* **WORK TO DO**: Gather every line of the records below that contains the string "jacket", treating uppercase and lowercase letters as distinct.

* **EXERCISE MATERIALS**:
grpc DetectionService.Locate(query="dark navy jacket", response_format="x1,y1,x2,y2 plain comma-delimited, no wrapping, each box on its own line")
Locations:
---
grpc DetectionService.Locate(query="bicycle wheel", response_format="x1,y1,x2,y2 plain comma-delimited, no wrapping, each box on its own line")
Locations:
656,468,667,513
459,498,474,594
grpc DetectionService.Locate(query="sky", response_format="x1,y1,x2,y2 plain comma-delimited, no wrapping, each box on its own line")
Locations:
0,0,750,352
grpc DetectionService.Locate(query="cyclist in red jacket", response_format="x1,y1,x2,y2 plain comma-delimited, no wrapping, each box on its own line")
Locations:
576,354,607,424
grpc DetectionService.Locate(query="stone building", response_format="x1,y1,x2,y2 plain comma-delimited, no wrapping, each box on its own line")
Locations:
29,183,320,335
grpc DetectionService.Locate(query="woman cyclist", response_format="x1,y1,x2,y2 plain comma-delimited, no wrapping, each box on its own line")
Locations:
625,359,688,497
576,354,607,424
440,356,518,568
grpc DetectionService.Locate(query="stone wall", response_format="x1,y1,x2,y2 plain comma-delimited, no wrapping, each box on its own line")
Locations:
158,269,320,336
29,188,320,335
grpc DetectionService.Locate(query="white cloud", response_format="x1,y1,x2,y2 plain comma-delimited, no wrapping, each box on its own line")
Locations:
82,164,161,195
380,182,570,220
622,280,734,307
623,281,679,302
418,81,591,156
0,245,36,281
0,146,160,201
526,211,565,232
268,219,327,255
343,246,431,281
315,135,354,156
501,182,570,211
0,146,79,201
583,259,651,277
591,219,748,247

* **TASK SOLUTION**:
grpc DetectionService.Locate(query="dark navy jacket", response_format="x1,y1,x2,y2 plain comma-delimited, no wrapping, each box on its own line")
grpc DetectionService.Locate(query="cyclist in red jacket", response_format="x1,y1,x2,y2 plain comma-delimited, no wrapping, each box on its own line")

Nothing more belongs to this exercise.